— start —

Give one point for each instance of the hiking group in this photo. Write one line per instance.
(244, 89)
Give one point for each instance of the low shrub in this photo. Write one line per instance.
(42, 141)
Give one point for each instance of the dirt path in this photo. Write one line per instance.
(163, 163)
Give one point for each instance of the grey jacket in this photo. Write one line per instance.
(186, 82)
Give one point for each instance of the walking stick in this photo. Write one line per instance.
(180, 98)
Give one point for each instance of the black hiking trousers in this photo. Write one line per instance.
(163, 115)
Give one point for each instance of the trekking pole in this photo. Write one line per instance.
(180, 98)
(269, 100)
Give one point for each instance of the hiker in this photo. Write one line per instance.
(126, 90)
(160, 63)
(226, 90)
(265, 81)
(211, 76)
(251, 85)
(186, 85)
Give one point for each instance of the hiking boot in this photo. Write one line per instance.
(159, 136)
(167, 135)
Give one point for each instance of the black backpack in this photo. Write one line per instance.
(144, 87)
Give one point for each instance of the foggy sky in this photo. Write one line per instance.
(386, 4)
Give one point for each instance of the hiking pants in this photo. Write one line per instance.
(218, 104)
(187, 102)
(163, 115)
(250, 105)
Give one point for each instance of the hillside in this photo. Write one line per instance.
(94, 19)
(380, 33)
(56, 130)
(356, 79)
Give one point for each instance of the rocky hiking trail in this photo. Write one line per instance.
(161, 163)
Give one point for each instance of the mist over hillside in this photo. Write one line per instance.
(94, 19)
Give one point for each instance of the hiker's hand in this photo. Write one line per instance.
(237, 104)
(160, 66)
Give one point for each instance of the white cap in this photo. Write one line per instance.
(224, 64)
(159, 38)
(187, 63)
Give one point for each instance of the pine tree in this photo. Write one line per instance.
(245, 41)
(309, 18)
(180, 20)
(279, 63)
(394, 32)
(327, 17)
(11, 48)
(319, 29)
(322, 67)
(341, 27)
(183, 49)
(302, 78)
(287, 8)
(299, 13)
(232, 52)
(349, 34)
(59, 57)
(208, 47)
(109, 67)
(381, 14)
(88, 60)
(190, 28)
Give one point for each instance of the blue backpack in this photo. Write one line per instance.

— end —

Recast every line of the data above as a JSON list of strings, one string per line, and leave out any blank lines.

▶ **Answer for the task**
[
  "Give one point for each instance of the hiking group in this photo. Write one line per instance.",
  "(244, 89)",
  "Give one point for each instance of the low shrub in this photo. Write one line per instance.",
  "(42, 141)",
  "Give one point for each instance of the dirt path in this photo. Write one line per instance.",
  "(163, 163)",
  "Give one point for each instance of the grey jacket in this photo. Write one line per instance.",
  "(186, 82)",
  "Give one point for each instance of the walking stick in this photo. Write one line per instance.",
  "(180, 98)",
  "Give one point for each instance of the black hiking trousers in this photo. Write one line per instance.",
  "(163, 115)",
  "Give one point for each instance of the trekking pole in this photo. Write one line per instance.",
  "(180, 98)",
  "(269, 100)",
  "Give one point for each instance of the hiker in this photo. Write one line per instance.",
  "(126, 90)",
  "(160, 63)",
  "(226, 90)",
  "(265, 81)",
  "(211, 76)",
  "(251, 85)",
  "(186, 85)",
  "Give one point for each instance of the hiking boot in this photo. Write one line per instance.",
  "(159, 136)",
  "(167, 135)",
  "Give one point for each instance of the black backpack in this photo. Write one line per instance.",
  "(144, 87)",
  "Give one point for each instance of the foggy sky in this photo. Write one line per instance.",
  "(386, 4)",
  "Give one point for each instance of the hiking pants in this photo. Write one line per instance.",
  "(218, 104)",
  "(187, 102)",
  "(163, 115)",
  "(250, 105)",
  "Give one point for each instance of the hillside in this photo. Write one line per instance.",
  "(94, 19)",
  "(380, 33)",
  "(56, 130)",
  "(356, 79)",
  "Give one point for each instance of the rocky hiking trail in this photo. Write one line per instance.",
  "(161, 163)",
  "Give one point for each instance of the mist over hillside in this photo. Write one line per instance.",
  "(94, 19)",
  "Give one point for each instance of the hiker's hand in this photo. Write one line per instance.",
  "(237, 104)",
  "(160, 66)",
  "Give one point for each instance of the white cap in this photo. Write one line per instance.",
  "(224, 64)",
  "(159, 38)",
  "(187, 63)",
  "Give one point for each instance of the pine tree in this photo. Write one line per instance.",
  "(245, 41)",
  "(309, 18)",
  "(180, 20)",
  "(279, 63)",
  "(394, 32)",
  "(327, 17)",
  "(11, 48)",
  "(319, 29)",
  "(322, 67)",
  "(341, 27)",
  "(183, 49)",
  "(302, 78)",
  "(287, 8)",
  "(299, 13)",
  "(232, 52)",
  "(349, 34)",
  "(59, 57)",
  "(208, 47)",
  "(109, 67)",
  "(381, 14)",
  "(88, 60)",
  "(190, 28)",
  "Give one point for each instance of the blue backpack in this photo. Write one line per instance."
]